WORK TASK:
With nothing omitted, transcribe the entries exactly as written.

PROVIDED RECORDS:
--- --- ---
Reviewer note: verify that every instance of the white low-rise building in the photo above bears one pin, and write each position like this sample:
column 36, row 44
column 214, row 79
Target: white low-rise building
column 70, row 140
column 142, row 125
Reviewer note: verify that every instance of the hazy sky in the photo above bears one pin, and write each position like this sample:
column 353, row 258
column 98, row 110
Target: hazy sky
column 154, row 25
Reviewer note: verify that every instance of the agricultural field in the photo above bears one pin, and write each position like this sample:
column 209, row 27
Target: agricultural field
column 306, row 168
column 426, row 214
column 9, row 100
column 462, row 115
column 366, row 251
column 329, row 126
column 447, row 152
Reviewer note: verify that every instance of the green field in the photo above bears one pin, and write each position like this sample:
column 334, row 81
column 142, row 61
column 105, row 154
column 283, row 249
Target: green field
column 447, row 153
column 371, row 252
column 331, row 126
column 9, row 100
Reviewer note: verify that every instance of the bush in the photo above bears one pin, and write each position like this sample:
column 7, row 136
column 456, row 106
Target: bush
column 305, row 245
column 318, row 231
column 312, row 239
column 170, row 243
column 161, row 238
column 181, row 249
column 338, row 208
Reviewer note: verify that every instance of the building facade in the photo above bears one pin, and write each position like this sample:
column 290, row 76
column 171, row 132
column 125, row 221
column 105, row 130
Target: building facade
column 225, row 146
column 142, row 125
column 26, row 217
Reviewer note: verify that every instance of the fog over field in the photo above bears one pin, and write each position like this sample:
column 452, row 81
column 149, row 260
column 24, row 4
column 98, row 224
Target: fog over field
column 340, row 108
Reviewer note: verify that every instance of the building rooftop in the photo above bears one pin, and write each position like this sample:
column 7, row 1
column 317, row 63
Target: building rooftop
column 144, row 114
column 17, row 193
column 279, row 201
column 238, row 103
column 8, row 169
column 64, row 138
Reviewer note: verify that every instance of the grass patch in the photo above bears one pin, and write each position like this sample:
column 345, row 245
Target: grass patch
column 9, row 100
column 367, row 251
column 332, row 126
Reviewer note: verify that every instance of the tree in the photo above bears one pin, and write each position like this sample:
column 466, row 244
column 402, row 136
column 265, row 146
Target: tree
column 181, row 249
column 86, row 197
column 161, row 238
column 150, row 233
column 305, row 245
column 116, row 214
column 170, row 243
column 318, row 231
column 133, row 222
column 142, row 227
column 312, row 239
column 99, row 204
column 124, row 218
--- --- ---
EXPECTED ANSWER:
Reviewer note: verify that every instance of the white low-rise building in the photo above bears one pin, and write each position like this sample:
column 36, row 44
column 214, row 79
Target: white low-rise building
column 70, row 140
column 142, row 125
Reviewer note: verify that every instance of the hazy sky in the photo above bears one pin, and write each position like this sample:
column 353, row 258
column 98, row 110
Target: hazy sky
column 154, row 25
Reviewer note: verify that every instance of the agricultural field in the photo above bears one pin, and write each position like this sample:
column 209, row 27
Target: agricultural field
column 306, row 168
column 426, row 214
column 9, row 100
column 462, row 115
column 366, row 251
column 329, row 126
column 447, row 152
Reviewer note: verify that every instance of the green field in the photo above bears one pin, and write each position like this sample:
column 334, row 81
column 142, row 61
column 105, row 154
column 283, row 249
Target: green field
column 447, row 153
column 371, row 252
column 331, row 126
column 9, row 100
Reviewer note: verify that every instance of the bush in the photo above bears one pin, and write each position like this sample:
column 7, row 136
column 456, row 106
Target: bush
column 305, row 245
column 318, row 231
column 312, row 239
column 170, row 243
column 161, row 238
column 181, row 249
column 338, row 208
Reviewer note: verify that every instance of the building facade in the photo above bears one pin, and write each position like this sample:
column 290, row 76
column 171, row 132
column 125, row 221
column 105, row 130
Target: building facade
column 225, row 146
column 142, row 125
column 26, row 217
Reviewer note: verify that every instance of the fog over field in the photo above bears one pin, and write each position like this sample:
column 452, row 81
column 149, row 260
column 24, row 4
column 98, row 224
Target: fog over field
column 340, row 108
Reviewer note: verify that every instance of the building rooftop in the photo above bears one pin, and write each position like this sample:
column 7, row 1
column 317, row 63
Target: building rooftop
column 144, row 114
column 17, row 193
column 279, row 201
column 238, row 103
column 8, row 169
column 64, row 138
Reviewer note: verify that every instance of the grass patch in the photo above bears one pin, and write each position like this sample:
column 345, row 245
Target: grass patch
column 9, row 100
column 367, row 251
column 332, row 126
Reviewer note: verify that every instance of the tree in the photo above bears one pin, and write each position like this sample:
column 466, row 244
column 402, row 136
column 265, row 146
Target: tree
column 181, row 249
column 86, row 197
column 161, row 238
column 150, row 233
column 305, row 245
column 116, row 214
column 170, row 243
column 318, row 231
column 133, row 222
column 142, row 227
column 312, row 239
column 99, row 204
column 124, row 218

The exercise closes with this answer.